Dataset records
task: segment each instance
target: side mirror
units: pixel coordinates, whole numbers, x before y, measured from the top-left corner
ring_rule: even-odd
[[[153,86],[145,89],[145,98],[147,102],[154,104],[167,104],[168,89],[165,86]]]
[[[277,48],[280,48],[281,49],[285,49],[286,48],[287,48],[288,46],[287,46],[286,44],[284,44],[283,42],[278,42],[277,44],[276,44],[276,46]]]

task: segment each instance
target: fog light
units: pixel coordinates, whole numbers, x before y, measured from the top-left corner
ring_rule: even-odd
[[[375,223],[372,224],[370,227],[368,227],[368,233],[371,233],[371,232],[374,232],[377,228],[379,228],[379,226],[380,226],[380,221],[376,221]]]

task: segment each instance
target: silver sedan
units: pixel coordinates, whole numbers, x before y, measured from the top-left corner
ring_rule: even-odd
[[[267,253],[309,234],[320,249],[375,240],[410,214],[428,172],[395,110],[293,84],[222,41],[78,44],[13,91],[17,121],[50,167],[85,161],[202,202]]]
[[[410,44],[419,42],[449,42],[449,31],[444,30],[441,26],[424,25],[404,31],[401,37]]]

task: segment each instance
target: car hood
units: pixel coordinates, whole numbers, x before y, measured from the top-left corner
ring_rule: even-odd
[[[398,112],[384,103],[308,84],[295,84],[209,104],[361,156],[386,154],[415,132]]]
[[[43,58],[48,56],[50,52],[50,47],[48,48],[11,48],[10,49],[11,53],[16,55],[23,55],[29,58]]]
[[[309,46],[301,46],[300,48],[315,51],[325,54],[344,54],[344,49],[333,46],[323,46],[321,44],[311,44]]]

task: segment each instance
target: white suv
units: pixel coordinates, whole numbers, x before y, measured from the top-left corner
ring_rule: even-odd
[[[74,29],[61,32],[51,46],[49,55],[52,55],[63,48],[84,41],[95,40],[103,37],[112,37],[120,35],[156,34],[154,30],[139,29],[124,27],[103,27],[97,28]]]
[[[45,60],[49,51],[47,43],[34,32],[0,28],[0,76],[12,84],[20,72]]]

**Exercise prompt**
Repeat the entries above exactly, leaving nothing out.

**Response to this task**
task: segment each instance
target: side mirror
units: pixel coordinates, whole numbers, x before y, measured from the top-left corner
ring_rule: even-odd
[[[153,86],[145,89],[145,98],[147,102],[154,104],[167,104],[168,89],[165,86]]]
[[[277,48],[280,48],[281,49],[285,49],[286,48],[287,48],[288,46],[287,46],[286,44],[284,44],[283,42],[278,42],[277,44],[276,44],[276,46]]]

task: segment each instance
target: fog light
units: pixel coordinates, whole numbers, x before y, measured from the top-left corner
ring_rule: even-odd
[[[375,223],[372,224],[370,227],[368,227],[368,233],[371,233],[371,232],[374,232],[377,228],[379,228],[379,226],[380,226],[380,221],[376,221]]]

task: segment each instance
target: silver sedan
units: pixel coordinates, whole numbers, x before y, measured from the top-left corner
ring_rule: even-odd
[[[267,253],[309,234],[320,249],[375,240],[410,214],[428,172],[395,110],[293,84],[222,41],[78,44],[13,91],[17,121],[50,167],[85,161],[202,202]]]
[[[410,44],[419,42],[449,42],[449,31],[444,30],[441,26],[424,25],[404,31],[401,37]]]

task: segment each instance
target: car hood
units: pixel coordinates, whole numbers, x before y, measured from the top-left corner
ring_rule: even-odd
[[[398,112],[384,103],[308,84],[295,84],[209,104],[361,156],[386,154],[415,132]]]
[[[43,58],[48,56],[50,52],[50,47],[48,48],[11,48],[10,49],[11,53],[16,55],[23,55],[29,58]]]
[[[309,46],[301,46],[300,48],[315,51],[325,54],[344,54],[344,49],[333,46],[323,46],[321,44],[311,44]]]

task: segment each instance
target: white suv
units: pixel coordinates, whole numbers, x before y, measured from the top-left corner
ring_rule: even-odd
[[[74,29],[61,32],[51,46],[49,55],[52,55],[63,48],[84,41],[95,40],[103,37],[112,37],[120,35],[156,34],[154,30],[139,29],[124,27],[103,27],[97,28]]]
[[[45,60],[49,51],[47,43],[34,32],[0,28],[0,76],[12,84],[20,72]]]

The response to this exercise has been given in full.